__ACTIVITIES__.
**1.** In the figure legend, which color marks the X-degenerate class of euchromatic MSY sequences?
**2.** Return the stretch of the figure legend from "Supplementary Fig. 2" through "(P1.1 and P1.2)", copied word for word.

__TEXT__.
»»

Supplementary Fig. 2 legend

Sequence-based map of the MSY.

This map provides a detailed view of the 24-Mb region shown in Fig. 1b.
Shown via background coloring (see Fig. 1) are the positions of three 
classes of euchromatic MSY sequences: X-transposed (pink), X-degenerate
(yellow), and ampliconic (blue), as well as heterochromatic MSY (red 
stripes) and pseudoautosomal (green) sequences and NORF arrays (grey stripes).
Two gaps in the sequence are indicated at the top edge of the diagram.  

a, Palindromes and near-perfect inverted repeats.  Eight primary 
palindromes (P1 through P8) and two secondary palindromes (P1.1 and P1.2)
are shown.  Diverging black arrows mark the left and right arms of each
palindrome.  Gaps between diverging arrows represent non-palindromic 
"spacers" at centers of these structures. Three near-perfect inverted 
repeats (non-palindromic, IR1 through IR3; see Supplementary Table 4).

««

__EXTRACTED DATA__.

»»

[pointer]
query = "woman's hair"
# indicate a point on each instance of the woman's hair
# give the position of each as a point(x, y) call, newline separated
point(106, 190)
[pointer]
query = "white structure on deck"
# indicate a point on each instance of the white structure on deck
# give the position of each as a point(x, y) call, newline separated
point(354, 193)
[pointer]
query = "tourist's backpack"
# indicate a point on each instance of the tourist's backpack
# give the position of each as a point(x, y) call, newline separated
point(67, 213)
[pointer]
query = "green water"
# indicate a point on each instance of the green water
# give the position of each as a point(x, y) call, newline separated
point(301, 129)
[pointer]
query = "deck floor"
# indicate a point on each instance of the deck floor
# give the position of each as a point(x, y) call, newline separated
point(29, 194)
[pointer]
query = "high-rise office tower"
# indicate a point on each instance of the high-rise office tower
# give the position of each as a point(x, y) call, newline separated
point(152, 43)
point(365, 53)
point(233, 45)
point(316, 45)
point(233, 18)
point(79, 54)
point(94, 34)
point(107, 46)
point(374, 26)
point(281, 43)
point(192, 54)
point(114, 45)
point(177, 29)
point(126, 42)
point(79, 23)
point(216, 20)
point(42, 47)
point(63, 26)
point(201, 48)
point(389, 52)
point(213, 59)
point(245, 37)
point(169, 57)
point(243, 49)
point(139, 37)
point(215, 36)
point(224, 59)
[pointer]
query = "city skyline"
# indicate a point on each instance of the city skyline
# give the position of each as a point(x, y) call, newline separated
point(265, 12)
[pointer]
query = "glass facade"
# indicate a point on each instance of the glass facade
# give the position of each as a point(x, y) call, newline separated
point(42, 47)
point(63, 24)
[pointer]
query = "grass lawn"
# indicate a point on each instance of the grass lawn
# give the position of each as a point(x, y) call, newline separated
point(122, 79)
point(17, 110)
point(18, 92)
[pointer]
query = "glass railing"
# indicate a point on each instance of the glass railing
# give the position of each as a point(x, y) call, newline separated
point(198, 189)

««

__RESPONSES IN ORDER__.
**1.** Yellow.

**2.**
Supplementary Fig. 2 legend

Sequence-based map of the MSY.

This map provides a detailed view of the 24-Mb region shown in Fig. 1b.
Shown via background coloring (see Fig. 1) are the positions of three 
classes of euchromatic MSY sequences: X-transposed (pink), X-degenerate
(yellow), and ampliconic (blue), as well as heterochromatic MSY (red 
stripes) and pseudoautosomal (green) sequences and NORF arrays (grey stripes).
Two gaps in the sequence are indicated at the top edge of the diagram.  

a, Palindromes and near-perfect inverted repeats.  Eight primary 
palindromes (P1 through P8) and two secondary palindromes (P1.1 and P1.2)